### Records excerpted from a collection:
........

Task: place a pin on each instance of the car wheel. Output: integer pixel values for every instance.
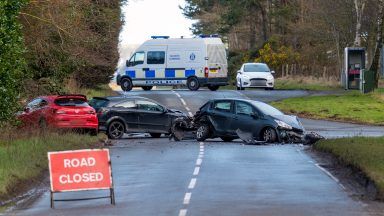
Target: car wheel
(115, 130)
(227, 139)
(202, 132)
(213, 88)
(93, 132)
(43, 124)
(155, 135)
(126, 84)
(269, 135)
(193, 84)
(147, 88)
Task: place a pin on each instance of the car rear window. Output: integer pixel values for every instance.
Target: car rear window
(98, 102)
(71, 102)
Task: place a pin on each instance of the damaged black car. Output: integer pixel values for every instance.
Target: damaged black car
(251, 121)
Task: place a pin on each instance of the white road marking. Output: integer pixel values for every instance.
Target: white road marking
(330, 175)
(192, 183)
(183, 212)
(183, 101)
(187, 198)
(196, 171)
(199, 161)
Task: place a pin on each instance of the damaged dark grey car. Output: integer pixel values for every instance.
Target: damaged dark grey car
(252, 121)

........

### EXERCISE PROMPT:
Copy only this span: the line that contains "Task: place a pin on each instance of the car rear", the last line, and every line between them.

### TASK ANSWER:
Task: place a pin on each instance of the car rear window. Output: integer pixel values for every instance.
Target: car rear window
(98, 102)
(71, 102)
Task: place a pin on each instance of the damaged black car. Output: integer pixel values for every instance.
Target: damaged black car
(251, 121)
Task: place a pin on each instance of the white road marking. Output: integer pixel values for every instance.
Target: white road marking
(330, 175)
(192, 183)
(183, 212)
(183, 101)
(187, 198)
(196, 171)
(199, 161)
Task: place a pin on each instance of the damaged dark grey car. Output: integer pixel values for every instance.
Target: damaged dark grey car
(252, 121)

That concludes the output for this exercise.